→ WRITTEN PROBLEM A
In the passage on Pauline Hanson below, what kind of business did Mark Hanson run?
→ WRITTEN PROBLEM B
Copy everything in the passage on Pauline Hanson from "Mark Hanson can" down to "bastards', he has said.".
---------- SOURCE
Hanson has rejected this. She believes he is motivated by a
vendetta because of her decision to leave him over what she says
was his drinking problem.
Early in their marriage, life was more joyous. The wedding was
followed by a honeymoon swing through South-East Asia. She
hated it. 'I have no intention of going there again,' she has said.
Mark Hanson can plead special insight into his former wife's views
on race. They were once partners in his plumbing business and
included among their clients an Aboriginal organisation. She
always referred to Aborigines as 'black bastards', he has said.
Hanson has denied this, saying: 'Surely the fact that we did
business with them demonstrates that I am not a racist.'
I flew to Brisbane in late October to try to meet Pauline Hanson on
a day of typical pandemonium. Her name was on every news
bulletin in the country and she could barely move without colliding
with the media. On one front, the major political parties had just
declared war (temporarily) against her and bipartisan resolution
condemning intolerance and racism was in the air. Indignation and
outrage had gathered at home and, within a week, was to spill out
of Asia.
--------------------
---------- DATA SUPPLIED
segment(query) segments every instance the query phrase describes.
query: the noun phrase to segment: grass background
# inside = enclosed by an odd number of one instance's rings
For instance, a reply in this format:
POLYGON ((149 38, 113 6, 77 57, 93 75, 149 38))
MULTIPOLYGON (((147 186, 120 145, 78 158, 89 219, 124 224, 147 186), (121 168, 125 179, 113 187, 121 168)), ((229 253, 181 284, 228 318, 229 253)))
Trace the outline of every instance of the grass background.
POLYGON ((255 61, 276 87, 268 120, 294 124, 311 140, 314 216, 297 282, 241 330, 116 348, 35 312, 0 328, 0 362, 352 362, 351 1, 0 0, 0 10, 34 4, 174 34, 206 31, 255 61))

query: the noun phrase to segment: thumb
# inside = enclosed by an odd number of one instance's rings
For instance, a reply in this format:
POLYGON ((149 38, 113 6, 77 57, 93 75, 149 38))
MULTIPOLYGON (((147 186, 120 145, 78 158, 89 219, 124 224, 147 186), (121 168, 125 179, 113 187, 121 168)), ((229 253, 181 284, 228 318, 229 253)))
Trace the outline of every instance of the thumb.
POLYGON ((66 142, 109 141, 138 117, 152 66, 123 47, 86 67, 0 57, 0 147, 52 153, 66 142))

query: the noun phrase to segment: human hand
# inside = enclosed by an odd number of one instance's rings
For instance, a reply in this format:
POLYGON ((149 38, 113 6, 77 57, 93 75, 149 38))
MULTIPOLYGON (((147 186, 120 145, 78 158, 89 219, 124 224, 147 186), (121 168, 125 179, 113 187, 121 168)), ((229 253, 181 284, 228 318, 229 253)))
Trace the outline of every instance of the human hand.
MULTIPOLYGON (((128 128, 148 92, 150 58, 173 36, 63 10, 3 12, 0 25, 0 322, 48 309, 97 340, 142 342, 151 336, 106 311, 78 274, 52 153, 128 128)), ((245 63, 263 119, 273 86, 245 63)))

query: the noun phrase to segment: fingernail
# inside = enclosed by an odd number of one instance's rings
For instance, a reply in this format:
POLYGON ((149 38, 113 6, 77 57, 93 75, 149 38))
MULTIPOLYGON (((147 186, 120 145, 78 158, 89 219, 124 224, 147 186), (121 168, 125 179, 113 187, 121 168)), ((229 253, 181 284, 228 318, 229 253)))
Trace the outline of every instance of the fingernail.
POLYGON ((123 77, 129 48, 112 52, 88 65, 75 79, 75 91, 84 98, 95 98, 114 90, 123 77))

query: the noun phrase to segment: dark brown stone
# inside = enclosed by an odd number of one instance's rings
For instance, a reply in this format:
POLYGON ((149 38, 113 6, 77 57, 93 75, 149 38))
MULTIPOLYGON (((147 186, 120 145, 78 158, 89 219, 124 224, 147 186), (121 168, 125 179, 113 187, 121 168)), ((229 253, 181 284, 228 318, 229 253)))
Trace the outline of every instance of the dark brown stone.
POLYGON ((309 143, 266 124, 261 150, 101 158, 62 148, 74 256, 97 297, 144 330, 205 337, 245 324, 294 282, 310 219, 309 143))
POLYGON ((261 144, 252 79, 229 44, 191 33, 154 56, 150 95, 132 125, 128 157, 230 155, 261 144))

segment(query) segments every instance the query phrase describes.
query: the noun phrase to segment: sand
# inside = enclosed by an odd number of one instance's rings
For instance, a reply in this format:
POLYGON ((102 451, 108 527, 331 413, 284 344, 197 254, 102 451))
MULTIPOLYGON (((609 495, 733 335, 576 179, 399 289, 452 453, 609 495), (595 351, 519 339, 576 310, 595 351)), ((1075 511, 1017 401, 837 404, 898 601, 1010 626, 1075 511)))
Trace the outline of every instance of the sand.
--------------------
→ FINAL RESULT A
A plumbing business.

→ FINAL RESULT B
Mark Hanson can plead special insight into his former wife's views
on race. They were once partners in his plumbing business and
included among their clients an Aboriginal organisation. She
always referred to Aborigines as 'black bastards', he has said.